TASKS TO CARRY OUT -
a) In the breastfeeding and metabolic health passage, rewrite the section starting at "No Causal Link" and ending at "health than breastfeeding.", swapping "PROBIT" for "Promotion of Breastfeeding Intervention Trial".
b) Answer these from the breastfeeding and metabolic health passage:
(i) What did the HUNT study consider?
(ii) How long after giving birth were the women's blood pressures and body fat levels compared in the PROBIT study?
(iii) Among women encouraged to breastfeed in PROBIT, what percentage exclusively breastfed for at least three months?

DOCUMENT PASSAGE -
No Causal Link between Breastfeeding and Metabolic Health

  • Observational studies have suggested that breastfeeding improves maternal metabolic health in the long run.
  • A randomized controlled trial called PROBIT that assigned some new mothers to an intervention to promote prolonged and exclusive breastfeeding found instead that breastfeeding had no effect on mothers’ later blood pressure or body fat levels.
  • Recent research from a study called HUNT considered women’s metabolic health indicators before they become pregnant and found that they were far more influential predictors of long-term metabolic health than breastfeeding.

 

Demonstrating cause and effect can be a tricky business. In some areas of medicine, where double-blind prospective trials are commonplace, it is less of a challenge. By comparison, in the field of public health, researchers often have to gather information as best they can—clues about human motivations, traces of behaviors, and diseases—and then do their best to identify the links. Scientists studying whether mothers who breastfeed have better long-term metabolic health than mothers who do not breastfeed have come up against these problems. Recent work has focused sharply on isolating the causal pattern, and has found that breastfeeding itself does not affect long-term maternal metabolic health [1].

To understand the subtleties of the argument, it helps to consider a brief history of research findings in the field. On the one hand, observational studies have suggested a connection between breastfeeding and maternal metabolic health thereafter. [6]. For example, scientists have repeatedly found that women who breastfeed are at lower risk of developing type-2 diabetes [2-5], and that breastfeeding appears to help women lose weight gained during pregnancy among mothers who breastfed their first child for a year or more, compared with mothers who breastfed their first child for six months or less [7]. However, a large study called PROBIT (Promotion of Breastfeeding Intervention Trial) did not find a link [8].

There are first-principles reasons to view the PROBIT results as particularly reliable. It was a randomized controlled trial, and so all of the known, unmeasureable, and even unknown influences on women’s long-term metabolic health should logically have been the same among those who breastfed and those who did not. This means that these influences should not have affected the results—as is theoretically possible in observational studies, which rely on statisticians consciously factoring in what else might have led to changes in mothers’ metabolic health. In the PROBIT study, the researchers compared the blood pressures and body fat levels 11.5 years after giving birth, of over 6,000 women who were encouraged to breastfeed, and just under 6,000 women who were encouraged to care for their infants as usual. Of those who were encouraged to breastfeed, 44.5% did in fact exclusively breastfeed for at least three months, while 7.1% exclusively breastfed for this amount of time among those who were encouraged to provide normal care. As previously mentioned, the study found no significant difference.

SUPPLIED RECORDS -
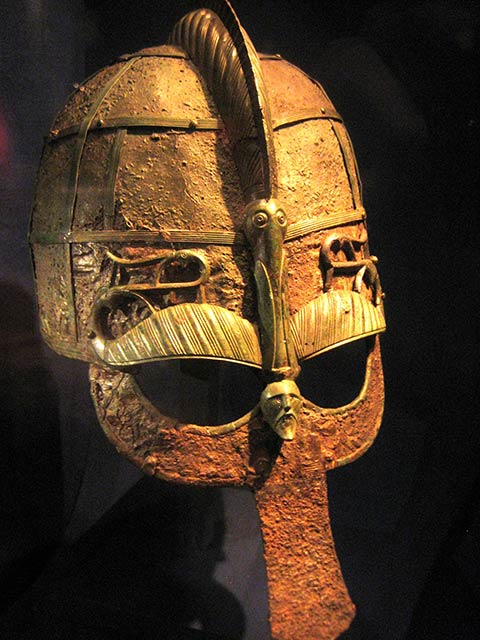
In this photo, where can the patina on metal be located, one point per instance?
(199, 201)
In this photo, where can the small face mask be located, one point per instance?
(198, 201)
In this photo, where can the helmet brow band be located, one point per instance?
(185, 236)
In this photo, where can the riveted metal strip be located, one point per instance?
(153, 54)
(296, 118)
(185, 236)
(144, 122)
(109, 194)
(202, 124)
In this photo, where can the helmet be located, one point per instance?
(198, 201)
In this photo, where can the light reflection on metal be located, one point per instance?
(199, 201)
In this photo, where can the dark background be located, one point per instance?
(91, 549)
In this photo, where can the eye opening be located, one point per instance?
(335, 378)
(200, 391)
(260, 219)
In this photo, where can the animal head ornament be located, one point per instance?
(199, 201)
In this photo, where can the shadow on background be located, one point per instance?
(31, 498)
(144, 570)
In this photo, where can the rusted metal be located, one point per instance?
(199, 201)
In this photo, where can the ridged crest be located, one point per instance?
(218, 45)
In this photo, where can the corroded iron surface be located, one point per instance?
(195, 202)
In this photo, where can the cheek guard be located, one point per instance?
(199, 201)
==
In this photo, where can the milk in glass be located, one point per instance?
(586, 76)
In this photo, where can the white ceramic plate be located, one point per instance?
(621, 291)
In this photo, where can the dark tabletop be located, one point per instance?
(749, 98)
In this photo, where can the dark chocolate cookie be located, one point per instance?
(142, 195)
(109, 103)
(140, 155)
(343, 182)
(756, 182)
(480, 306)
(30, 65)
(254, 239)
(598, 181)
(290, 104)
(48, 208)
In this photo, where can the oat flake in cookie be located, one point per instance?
* * *
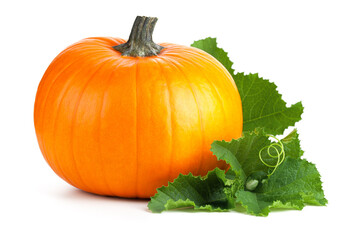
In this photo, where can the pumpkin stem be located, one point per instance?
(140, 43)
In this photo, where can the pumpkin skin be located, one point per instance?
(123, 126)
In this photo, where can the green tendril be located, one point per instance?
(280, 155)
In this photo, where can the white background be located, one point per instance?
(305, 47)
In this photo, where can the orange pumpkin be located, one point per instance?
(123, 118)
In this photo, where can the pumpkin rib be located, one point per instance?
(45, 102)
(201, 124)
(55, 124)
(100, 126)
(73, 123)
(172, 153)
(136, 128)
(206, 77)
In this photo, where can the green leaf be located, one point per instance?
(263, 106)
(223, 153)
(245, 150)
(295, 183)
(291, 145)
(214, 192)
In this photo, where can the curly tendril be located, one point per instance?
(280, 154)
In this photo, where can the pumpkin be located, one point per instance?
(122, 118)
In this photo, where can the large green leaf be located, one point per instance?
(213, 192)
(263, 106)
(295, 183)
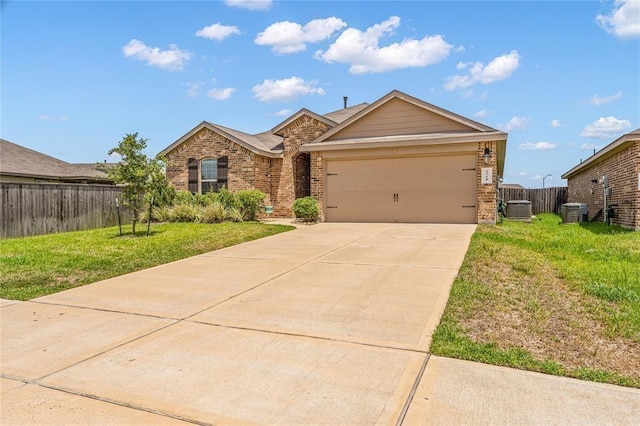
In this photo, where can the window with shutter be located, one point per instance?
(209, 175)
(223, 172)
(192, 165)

ANSWERS PROVIDED -
a)
No Causal Link between Breastfeeding and Metabolic Health

  • Observational studies have suggested that breastfeeding improves maternal metabolic health in the long run.
  • A randomized controlled trial called Promotion of Breastfeeding Intervention Trial that assigned some new mothers to an intervention to promote prolonged and exclusive breastfeeding found instead that breastfeeding had no effect on mothers’ later blood pressure or body fat levels.
  • Recent research from a study called HUNT considered women’s metabolic health indicators before they become pregnant and found that they were far more influential predictors of long-term metabolic health than breastfeeding.

b)
(i) Women's metabolic health indicators before they became pregnant.
(ii) 11.5 years.
(iii) 44.5%.